### WHAT YOU HAVE TO DO
Retype the records character for character, starting at the very first line and ending at the line that contains "top-left (289, 496), bottom-right (331, 521)", with that line included.

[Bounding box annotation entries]
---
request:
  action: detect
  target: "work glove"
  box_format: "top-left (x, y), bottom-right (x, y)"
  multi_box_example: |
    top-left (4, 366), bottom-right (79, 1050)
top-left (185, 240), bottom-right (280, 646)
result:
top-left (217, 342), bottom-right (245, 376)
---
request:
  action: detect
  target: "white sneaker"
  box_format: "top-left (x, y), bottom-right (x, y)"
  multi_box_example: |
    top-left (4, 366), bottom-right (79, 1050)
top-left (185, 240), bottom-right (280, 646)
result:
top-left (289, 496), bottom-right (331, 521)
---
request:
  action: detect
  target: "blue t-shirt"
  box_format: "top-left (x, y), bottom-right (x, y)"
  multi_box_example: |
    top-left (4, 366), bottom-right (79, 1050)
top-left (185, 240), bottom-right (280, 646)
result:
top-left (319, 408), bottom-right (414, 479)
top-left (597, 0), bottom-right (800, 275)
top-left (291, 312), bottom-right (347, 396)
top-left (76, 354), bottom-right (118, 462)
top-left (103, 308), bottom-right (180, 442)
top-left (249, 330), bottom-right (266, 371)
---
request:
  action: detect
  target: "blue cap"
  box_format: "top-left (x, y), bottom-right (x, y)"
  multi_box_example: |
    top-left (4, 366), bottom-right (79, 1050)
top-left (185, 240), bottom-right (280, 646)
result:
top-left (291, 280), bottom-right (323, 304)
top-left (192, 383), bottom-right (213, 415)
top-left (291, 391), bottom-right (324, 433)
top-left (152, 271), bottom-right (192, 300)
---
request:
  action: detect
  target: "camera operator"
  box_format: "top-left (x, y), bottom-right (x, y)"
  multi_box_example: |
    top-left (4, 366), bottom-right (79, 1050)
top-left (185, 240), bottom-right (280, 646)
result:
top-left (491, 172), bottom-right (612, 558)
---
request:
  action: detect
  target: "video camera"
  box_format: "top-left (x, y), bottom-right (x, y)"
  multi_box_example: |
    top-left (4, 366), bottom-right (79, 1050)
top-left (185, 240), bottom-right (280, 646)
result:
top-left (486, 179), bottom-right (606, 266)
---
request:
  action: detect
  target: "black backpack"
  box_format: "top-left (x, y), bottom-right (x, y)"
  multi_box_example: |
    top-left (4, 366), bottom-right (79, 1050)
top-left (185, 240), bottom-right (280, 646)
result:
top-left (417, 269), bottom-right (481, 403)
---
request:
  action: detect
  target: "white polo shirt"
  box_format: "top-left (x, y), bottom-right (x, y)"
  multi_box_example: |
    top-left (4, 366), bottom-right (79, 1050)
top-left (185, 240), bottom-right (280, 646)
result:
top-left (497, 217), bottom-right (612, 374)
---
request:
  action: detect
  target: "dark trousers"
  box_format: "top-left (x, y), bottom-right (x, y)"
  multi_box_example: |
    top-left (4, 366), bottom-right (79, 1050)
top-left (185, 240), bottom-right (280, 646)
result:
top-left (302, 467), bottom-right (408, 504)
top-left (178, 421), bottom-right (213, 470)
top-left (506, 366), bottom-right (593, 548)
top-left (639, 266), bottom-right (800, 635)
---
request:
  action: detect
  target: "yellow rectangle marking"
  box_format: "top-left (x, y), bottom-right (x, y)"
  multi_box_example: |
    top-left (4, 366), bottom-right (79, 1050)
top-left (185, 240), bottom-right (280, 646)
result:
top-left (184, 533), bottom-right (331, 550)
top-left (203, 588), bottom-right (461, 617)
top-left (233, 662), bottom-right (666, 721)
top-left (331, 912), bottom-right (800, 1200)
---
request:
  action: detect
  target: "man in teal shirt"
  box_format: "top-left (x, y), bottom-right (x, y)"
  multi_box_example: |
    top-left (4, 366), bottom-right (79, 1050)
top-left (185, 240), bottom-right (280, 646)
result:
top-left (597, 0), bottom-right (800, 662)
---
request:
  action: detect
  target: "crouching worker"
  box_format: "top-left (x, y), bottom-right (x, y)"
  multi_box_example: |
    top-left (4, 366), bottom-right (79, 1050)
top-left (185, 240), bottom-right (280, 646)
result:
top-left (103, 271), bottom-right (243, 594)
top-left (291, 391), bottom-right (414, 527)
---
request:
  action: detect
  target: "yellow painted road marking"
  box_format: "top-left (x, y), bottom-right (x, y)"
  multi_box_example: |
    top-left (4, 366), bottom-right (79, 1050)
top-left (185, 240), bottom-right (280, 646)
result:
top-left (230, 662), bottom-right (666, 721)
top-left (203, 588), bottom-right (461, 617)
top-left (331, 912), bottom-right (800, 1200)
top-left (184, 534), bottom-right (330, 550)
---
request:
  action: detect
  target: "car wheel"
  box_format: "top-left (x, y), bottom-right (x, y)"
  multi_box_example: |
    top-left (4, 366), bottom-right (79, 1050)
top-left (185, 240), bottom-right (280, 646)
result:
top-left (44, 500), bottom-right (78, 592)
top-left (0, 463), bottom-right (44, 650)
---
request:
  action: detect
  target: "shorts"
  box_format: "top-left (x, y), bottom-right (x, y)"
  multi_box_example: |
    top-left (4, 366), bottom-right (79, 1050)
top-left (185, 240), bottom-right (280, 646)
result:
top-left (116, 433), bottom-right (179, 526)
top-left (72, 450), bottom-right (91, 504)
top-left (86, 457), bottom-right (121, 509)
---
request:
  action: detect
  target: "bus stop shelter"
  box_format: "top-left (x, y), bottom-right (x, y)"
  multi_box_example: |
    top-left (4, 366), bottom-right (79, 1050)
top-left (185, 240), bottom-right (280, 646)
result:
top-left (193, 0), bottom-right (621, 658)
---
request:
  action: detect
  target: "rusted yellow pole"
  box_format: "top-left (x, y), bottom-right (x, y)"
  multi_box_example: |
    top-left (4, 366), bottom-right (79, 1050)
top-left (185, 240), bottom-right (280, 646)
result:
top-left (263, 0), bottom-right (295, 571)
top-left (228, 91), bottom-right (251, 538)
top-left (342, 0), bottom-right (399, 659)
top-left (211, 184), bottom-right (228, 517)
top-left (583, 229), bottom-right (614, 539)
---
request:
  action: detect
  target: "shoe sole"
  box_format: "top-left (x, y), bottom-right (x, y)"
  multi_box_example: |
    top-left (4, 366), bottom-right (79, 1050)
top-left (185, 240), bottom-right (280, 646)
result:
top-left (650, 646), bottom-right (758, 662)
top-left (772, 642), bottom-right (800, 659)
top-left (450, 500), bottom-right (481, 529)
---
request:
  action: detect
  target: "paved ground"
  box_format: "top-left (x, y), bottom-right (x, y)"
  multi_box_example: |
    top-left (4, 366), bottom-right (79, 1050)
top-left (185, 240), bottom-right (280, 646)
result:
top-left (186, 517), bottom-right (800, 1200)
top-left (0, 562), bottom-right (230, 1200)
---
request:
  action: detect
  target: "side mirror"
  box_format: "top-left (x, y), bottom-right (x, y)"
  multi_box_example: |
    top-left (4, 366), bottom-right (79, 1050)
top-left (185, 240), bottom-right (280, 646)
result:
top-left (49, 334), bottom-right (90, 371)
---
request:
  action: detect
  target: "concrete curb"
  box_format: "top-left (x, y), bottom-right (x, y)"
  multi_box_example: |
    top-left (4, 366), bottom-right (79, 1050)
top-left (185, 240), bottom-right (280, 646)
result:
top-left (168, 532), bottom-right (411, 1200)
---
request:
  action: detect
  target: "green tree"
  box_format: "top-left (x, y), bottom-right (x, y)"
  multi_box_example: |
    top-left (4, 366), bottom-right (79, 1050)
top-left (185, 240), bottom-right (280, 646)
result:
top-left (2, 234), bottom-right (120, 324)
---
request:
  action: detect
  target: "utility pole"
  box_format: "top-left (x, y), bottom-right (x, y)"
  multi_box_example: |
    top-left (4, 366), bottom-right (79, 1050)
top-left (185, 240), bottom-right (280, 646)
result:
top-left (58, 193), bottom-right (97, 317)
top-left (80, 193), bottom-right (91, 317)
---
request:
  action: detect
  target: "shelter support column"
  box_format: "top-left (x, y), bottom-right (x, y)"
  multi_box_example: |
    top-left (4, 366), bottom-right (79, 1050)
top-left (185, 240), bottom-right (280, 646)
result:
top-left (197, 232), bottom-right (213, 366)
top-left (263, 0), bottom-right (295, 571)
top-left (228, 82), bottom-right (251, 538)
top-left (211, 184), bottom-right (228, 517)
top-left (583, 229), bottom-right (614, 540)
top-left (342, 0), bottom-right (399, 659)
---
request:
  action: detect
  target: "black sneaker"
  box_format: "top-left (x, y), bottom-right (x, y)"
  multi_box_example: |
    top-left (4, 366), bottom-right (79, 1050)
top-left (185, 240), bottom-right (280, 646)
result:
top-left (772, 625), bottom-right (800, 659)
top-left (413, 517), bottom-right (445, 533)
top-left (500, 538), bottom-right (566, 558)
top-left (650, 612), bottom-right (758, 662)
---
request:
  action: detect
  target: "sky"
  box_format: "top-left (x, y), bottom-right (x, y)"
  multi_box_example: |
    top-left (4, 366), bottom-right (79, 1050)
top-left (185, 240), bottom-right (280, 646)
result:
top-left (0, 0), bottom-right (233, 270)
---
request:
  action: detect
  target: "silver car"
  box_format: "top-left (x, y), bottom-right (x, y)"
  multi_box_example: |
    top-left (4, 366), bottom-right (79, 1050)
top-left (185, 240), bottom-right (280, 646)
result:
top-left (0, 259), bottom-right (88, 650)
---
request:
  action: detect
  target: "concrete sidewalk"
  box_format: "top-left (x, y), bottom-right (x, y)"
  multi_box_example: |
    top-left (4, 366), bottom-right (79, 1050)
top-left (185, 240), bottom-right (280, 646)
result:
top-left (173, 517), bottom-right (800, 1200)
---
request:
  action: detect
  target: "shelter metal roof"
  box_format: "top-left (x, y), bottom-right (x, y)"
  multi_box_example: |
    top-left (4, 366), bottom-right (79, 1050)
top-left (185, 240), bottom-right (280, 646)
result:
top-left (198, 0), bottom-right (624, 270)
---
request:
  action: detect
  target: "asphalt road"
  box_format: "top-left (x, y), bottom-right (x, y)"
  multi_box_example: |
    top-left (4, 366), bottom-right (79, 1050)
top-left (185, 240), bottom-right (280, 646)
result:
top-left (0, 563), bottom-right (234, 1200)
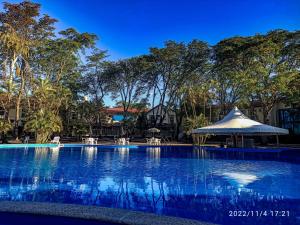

### OUTPUT OF THE TASK
---
request:
  action: detect
  target: "work glove"
  box_format: "top-left (x, y), bottom-right (x, y)"
  multi_box_example: |
    top-left (4, 366), bottom-right (79, 1050)
top-left (185, 240), bottom-right (280, 646)
result:
top-left (217, 342), bottom-right (245, 376)
---
request:
  action: detect
  target: "white sneaker"
  box_format: "top-left (x, y), bottom-right (x, y)"
  multi_box_example: |
    top-left (4, 366), bottom-right (79, 1050)
top-left (185, 240), bottom-right (280, 646)
result:
top-left (289, 496), bottom-right (331, 521)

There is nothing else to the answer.